**Things to do**.
(A) Write out the software patents passage from "Patents on software restrict" up to and including "Adobe Systems (1994)".
(B) Continue the passage arguing against software patents from the point where it stops.
** start of Source passage **
Patents on software restrict the freedom of expression, and that freedom is too important to be sacrificed to the “patent mafia” and big industry lobbyism. There are some who say that software is “engineered”. In practice, software is written. A computer program consists of words, numbers, and mathematical symbols. In writing a computer program, no one should be restricted by patents that make it illegal to develop one’s thoughts in any way.

“The nature of software is that it is a writing, an expression of mathematical ideas. The copyright law protects this expression, and it does so without requiring costly and time-consuming proceedings.”
Douglas Brotz, Principal Scientist, Adobe Systems (1994)

Patents on software are just as wrong as expanding the patent system to literature. With patents on story elements, no movie could be published without having to firstly check whether there is any general idea in the storyline that someone patented during the last 20 years. Here’s an example: At first sight, Dirty Dancing and Titanic are two very distinct movies. However, if there were patents on story elements, then the makers of Dirty Dancing could have sued the studio of Titanic. Both movies have a scene in which a poor boy takes a rich girl from a party of her social peers to a dancing party of his group, and she enjoys it. Dirty Dancing came out only nine years before Titanic, so any patent would still have been in force. No one knows whether James Cameron had that Dirty Dancing scene in mind as he wrote the Titanic script. Maybe Cameron never saw Dirty Dancing but the patent (if it existed) could be used against him anyway.
** end of Source passage **
** start of Stored data **
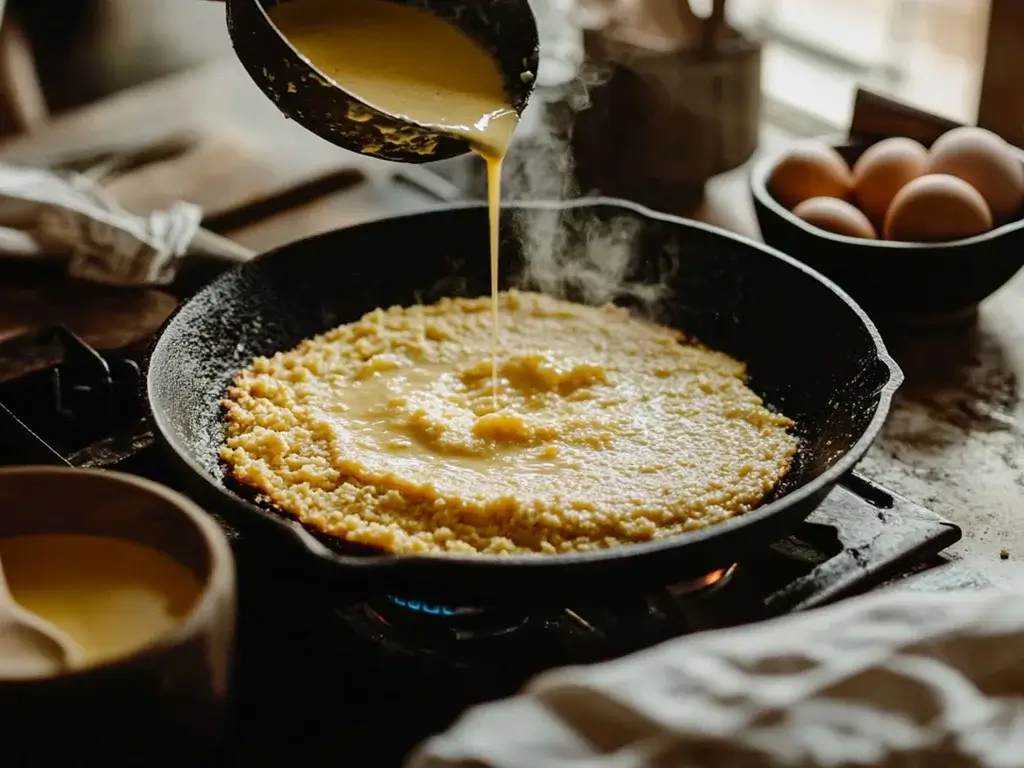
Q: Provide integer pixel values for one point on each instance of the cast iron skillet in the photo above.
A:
(811, 351)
** end of Stored data **
**The answers**.
(A)
Patents on software restrict the freedom of expression, and that freedom is too important to be sacrificed to the “patent mafia” and big industry lobbyism. There are some who say that software is “engineered”. In practice, software is written. A computer program consists of words, numbers, and mathematical symbols. In writing a computer program, no one should be restricted by patents that make it illegal to develop one’s thoughts in any way.

“The nature of software is that it is a writing, an expression of mathematical ideas. The copyright law protects this expression, and it does so without requiring costly and time-consuming proceedings.”
Douglas Brotz, Principal Scientist, Adobe Systems (1994)

(B)
“The government and the money-counters must not lock away from us, our intellectual processes — not even when we execute them with the aid of symbols on paper, or performances on calculators, or programs in computers.”>
Jim Warren, Board of Directors, Autodesk (1994)

All those jurists that aggressively demand ever more patentability should only once think about what patents would mean to their profession. A lawyer who writes a contract to solve a certain problem has a job that is very similar to that of a programmer. The programmer writes lines of program code that reference each other and contain definitions, and that’s what a contract is like. Lawyers are free to write whatever solves the problem as long as they don’t steal anything. Programmers are entitled to the same freedom.

Journalists should ask themselves the same question. While most journalists do understand that software patents are problematic, there are still some who believe that software patents were necessary to protect the rights of authors. The work of journalists is protected by copyright, and so is the work of programmers. The work of journalists is not limited by patents on how to structure an article or by patents on certain phrases, and programmers should have the same freedom as journalists.

All that we software patent critics ask for is what writers and lawyers take for granted: We don’t want to steal anything, but if we create something absolutely independently, then we don’t want anyone else to come up and rob us with a patent in his hand.